■ Written problem ■
Give all of the lines again, with nothing added or dropped.

[Dataset rows]

## Start

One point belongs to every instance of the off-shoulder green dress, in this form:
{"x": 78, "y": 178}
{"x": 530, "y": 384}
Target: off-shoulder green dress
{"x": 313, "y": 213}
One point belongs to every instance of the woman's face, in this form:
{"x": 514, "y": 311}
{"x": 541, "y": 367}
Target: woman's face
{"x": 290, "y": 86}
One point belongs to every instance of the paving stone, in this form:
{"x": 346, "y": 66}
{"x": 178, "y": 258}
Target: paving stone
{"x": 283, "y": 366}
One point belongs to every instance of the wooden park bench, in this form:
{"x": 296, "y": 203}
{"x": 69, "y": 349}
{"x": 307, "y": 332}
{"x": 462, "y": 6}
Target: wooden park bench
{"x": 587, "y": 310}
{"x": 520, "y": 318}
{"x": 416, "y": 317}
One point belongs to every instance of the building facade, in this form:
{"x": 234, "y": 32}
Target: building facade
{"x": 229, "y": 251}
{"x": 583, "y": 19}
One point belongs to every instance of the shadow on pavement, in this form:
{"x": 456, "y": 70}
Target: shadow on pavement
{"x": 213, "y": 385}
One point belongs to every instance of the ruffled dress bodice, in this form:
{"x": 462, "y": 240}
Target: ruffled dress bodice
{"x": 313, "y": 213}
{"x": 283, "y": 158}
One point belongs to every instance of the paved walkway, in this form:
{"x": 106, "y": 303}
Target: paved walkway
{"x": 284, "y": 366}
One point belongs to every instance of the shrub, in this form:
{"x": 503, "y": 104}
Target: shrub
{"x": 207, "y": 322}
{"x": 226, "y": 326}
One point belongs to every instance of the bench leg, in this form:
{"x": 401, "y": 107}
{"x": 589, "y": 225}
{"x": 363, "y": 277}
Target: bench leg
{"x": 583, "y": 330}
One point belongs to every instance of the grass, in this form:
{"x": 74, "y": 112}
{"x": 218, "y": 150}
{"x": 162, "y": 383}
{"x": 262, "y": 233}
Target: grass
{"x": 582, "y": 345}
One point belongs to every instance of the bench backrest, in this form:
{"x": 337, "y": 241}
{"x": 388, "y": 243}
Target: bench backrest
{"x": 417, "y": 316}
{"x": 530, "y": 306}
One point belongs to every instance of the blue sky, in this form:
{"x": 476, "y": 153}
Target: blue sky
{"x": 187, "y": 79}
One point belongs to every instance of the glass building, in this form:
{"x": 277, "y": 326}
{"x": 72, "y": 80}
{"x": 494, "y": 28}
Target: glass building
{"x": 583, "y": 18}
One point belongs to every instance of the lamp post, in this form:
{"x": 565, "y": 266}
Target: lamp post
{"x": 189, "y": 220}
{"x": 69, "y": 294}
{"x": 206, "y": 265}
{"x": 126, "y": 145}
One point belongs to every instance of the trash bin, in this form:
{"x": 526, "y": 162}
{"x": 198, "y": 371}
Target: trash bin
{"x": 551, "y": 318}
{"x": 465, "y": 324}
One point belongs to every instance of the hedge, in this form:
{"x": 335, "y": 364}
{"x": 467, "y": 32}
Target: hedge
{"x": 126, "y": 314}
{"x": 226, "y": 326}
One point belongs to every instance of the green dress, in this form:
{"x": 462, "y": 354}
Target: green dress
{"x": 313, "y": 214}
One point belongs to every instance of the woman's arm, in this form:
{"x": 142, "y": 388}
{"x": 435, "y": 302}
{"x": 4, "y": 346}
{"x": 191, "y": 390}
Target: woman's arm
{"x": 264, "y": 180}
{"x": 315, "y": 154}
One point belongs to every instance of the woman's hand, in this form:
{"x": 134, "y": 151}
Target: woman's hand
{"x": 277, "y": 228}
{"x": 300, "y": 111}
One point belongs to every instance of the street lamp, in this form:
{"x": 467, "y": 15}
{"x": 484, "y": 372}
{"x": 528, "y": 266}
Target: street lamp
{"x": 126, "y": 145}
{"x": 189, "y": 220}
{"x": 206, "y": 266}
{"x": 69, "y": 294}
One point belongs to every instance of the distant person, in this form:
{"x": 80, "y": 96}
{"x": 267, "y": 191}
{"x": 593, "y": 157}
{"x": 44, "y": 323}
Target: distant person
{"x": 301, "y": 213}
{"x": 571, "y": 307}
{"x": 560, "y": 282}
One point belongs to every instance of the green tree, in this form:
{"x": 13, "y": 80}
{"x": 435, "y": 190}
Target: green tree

## End

■ Result below ■
One point belongs to every instance of the off-shoulder green dress, in this form:
{"x": 78, "y": 178}
{"x": 530, "y": 384}
Target: off-shoulder green dress
{"x": 313, "y": 213}
One point belongs to every instance of the woman's face, in this form:
{"x": 514, "y": 311}
{"x": 541, "y": 367}
Target: woman's face
{"x": 290, "y": 86}
One point belongs to every instance of the paving stone, in this form:
{"x": 346, "y": 66}
{"x": 178, "y": 258}
Target: paving stone
{"x": 283, "y": 366}
One point belongs to every instance of the wooden park bench, in this form:
{"x": 296, "y": 203}
{"x": 69, "y": 349}
{"x": 307, "y": 332}
{"x": 462, "y": 6}
Target: wooden park bench
{"x": 587, "y": 310}
{"x": 520, "y": 318}
{"x": 416, "y": 317}
One point belongs to every instance of the building facade, in this form:
{"x": 234, "y": 32}
Target: building facade
{"x": 229, "y": 251}
{"x": 583, "y": 19}
One point belongs to every instance of the shadow on pavement, in this form:
{"x": 456, "y": 70}
Target: shadow on pavement
{"x": 213, "y": 385}
One point belongs to every instance of the ruffled dress bodice, in this form:
{"x": 462, "y": 240}
Target: ruffled dress bodice
{"x": 313, "y": 213}
{"x": 283, "y": 158}
One point belongs to every instance of the paved walkway, in this form:
{"x": 106, "y": 303}
Target: paved walkway
{"x": 284, "y": 366}
One point belongs to every instance of the shrub, in this form:
{"x": 503, "y": 104}
Target: shrub
{"x": 207, "y": 322}
{"x": 226, "y": 326}
One point belongs to every instance of the bench leg, in this form:
{"x": 401, "y": 107}
{"x": 589, "y": 225}
{"x": 363, "y": 277}
Target: bench leg
{"x": 583, "y": 330}
One point belongs to every instance of the grass, in this form:
{"x": 74, "y": 112}
{"x": 218, "y": 150}
{"x": 162, "y": 383}
{"x": 262, "y": 233}
Target: grass
{"x": 582, "y": 345}
One point belongs to every instance of the bench backrest, in this form:
{"x": 337, "y": 241}
{"x": 388, "y": 243}
Target: bench backrest
{"x": 417, "y": 316}
{"x": 530, "y": 306}
One point belongs to every instance of the blue sky, in this form:
{"x": 476, "y": 153}
Target: blue sky
{"x": 187, "y": 79}
One point belongs to every instance of the glass building, in this form:
{"x": 277, "y": 326}
{"x": 72, "y": 80}
{"x": 494, "y": 28}
Target: glass building
{"x": 583, "y": 18}
One point belongs to every instance of the lamp post, in this form:
{"x": 565, "y": 266}
Target: lamp post
{"x": 189, "y": 220}
{"x": 69, "y": 294}
{"x": 206, "y": 265}
{"x": 126, "y": 145}
One point belongs to every instance of the trash bin, in this form:
{"x": 526, "y": 162}
{"x": 198, "y": 371}
Target: trash bin
{"x": 551, "y": 318}
{"x": 465, "y": 324}
One point belongs to every instance of the hedge, in this form:
{"x": 335, "y": 364}
{"x": 467, "y": 32}
Target: hedge
{"x": 126, "y": 314}
{"x": 226, "y": 326}
One point belongs to every instance of the green dress, in this form:
{"x": 462, "y": 354}
Target: green dress
{"x": 313, "y": 214}
One point belongs to every instance of the woman's arm, in this form:
{"x": 142, "y": 388}
{"x": 435, "y": 302}
{"x": 4, "y": 346}
{"x": 191, "y": 390}
Target: woman's arm
{"x": 264, "y": 180}
{"x": 315, "y": 154}
One point belongs to every instance of the woman's hand, in this form:
{"x": 134, "y": 151}
Target: woman's hand
{"x": 277, "y": 228}
{"x": 300, "y": 111}
One point belongs to every instance of the street lamp, in this form:
{"x": 467, "y": 15}
{"x": 484, "y": 372}
{"x": 528, "y": 266}
Target: street lamp
{"x": 126, "y": 145}
{"x": 189, "y": 220}
{"x": 206, "y": 266}
{"x": 69, "y": 294}
One point belongs to every instance of the distant person, in this form:
{"x": 80, "y": 96}
{"x": 267, "y": 191}
{"x": 593, "y": 157}
{"x": 44, "y": 323}
Target: distant person
{"x": 301, "y": 213}
{"x": 571, "y": 307}
{"x": 560, "y": 282}
One point belongs to every instance of the green tree, in this form:
{"x": 13, "y": 80}
{"x": 435, "y": 190}
Target: green tree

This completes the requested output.